======== Cuplikan halaman

PARA undangan di smelter PT Freeport Indonesia di Gresik. -Bagong Suyanto untuk HARIAN DISWAY-
Setiap kegiatan tersebut akan melibatkan semangat sinergi dari semua pihak secara terus-menerus membangun dan menciptakan kesejahteraan dan pada akhirnya akan tercipta kemandirian dari masyarakat yang terlibat dalam program CSR tersebut.
Menurut informasi dari divisi CSR PT FI, selama ini berbagai bentuk program investasi sosial sudah dikembangkan PT FI. Mulai program dukungan UMKM hingga pemberian permodalan dan pelatihan.
Di bidang lingkungan, PT FI telah pula mendorong upaya pemeliharaan kesehatan sungai dan laut, pemulihan lahan, dan pengelolaan sampah masyarakat. Selain itu, PTFI mengembangkan program pengembangan warisan budaya dalam bentuk program pelestarian artefak sejarah. Misalnya, program mendokumentasikan sejarah untuk warisan bagi generasi mendatang.

================
======== Data sumber

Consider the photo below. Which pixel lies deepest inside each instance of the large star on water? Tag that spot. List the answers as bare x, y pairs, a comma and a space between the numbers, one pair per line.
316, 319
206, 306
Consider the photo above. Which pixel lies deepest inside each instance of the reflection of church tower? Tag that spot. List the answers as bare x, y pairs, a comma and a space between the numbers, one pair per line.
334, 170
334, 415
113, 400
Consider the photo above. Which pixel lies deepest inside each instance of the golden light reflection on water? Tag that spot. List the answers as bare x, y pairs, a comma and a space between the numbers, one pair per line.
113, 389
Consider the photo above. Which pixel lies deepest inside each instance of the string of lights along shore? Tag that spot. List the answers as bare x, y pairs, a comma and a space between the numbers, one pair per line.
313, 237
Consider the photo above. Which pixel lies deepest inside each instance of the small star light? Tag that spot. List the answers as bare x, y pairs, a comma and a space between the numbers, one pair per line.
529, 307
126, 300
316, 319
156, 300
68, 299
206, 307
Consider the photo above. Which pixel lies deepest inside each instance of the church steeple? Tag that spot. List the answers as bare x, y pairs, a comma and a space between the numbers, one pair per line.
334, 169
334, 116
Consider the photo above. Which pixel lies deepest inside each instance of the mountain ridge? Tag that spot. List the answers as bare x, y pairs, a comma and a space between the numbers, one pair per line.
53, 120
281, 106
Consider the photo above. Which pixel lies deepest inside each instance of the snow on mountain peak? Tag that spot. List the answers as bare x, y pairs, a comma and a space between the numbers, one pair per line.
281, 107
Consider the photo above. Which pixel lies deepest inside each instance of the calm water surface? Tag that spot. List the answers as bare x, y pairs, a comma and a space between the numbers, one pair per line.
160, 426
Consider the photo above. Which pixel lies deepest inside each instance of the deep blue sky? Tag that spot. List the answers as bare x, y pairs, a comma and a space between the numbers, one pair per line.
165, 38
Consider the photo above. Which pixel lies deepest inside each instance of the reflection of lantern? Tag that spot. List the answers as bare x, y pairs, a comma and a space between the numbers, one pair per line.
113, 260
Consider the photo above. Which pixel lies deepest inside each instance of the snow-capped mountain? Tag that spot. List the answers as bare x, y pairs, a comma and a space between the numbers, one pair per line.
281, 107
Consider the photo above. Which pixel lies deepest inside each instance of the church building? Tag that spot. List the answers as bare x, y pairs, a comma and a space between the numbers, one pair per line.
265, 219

================

Tugas 1:
Sebutkan semua upaya di bidang lingkungan yang menurut cuplikan halaman tentang program CSR didorong oleh PT FI.
Tugas 2:
Hitung jumlah baris pada data sumber yang memuat kata "star". Tuliskan angkanya saja.

Jawaban 1:
- Pemeliharaan kesehatan sungai dan laut
- Pemulihan lahan
- Pengelolaan sampah masyarakat

Jawaban 2:
2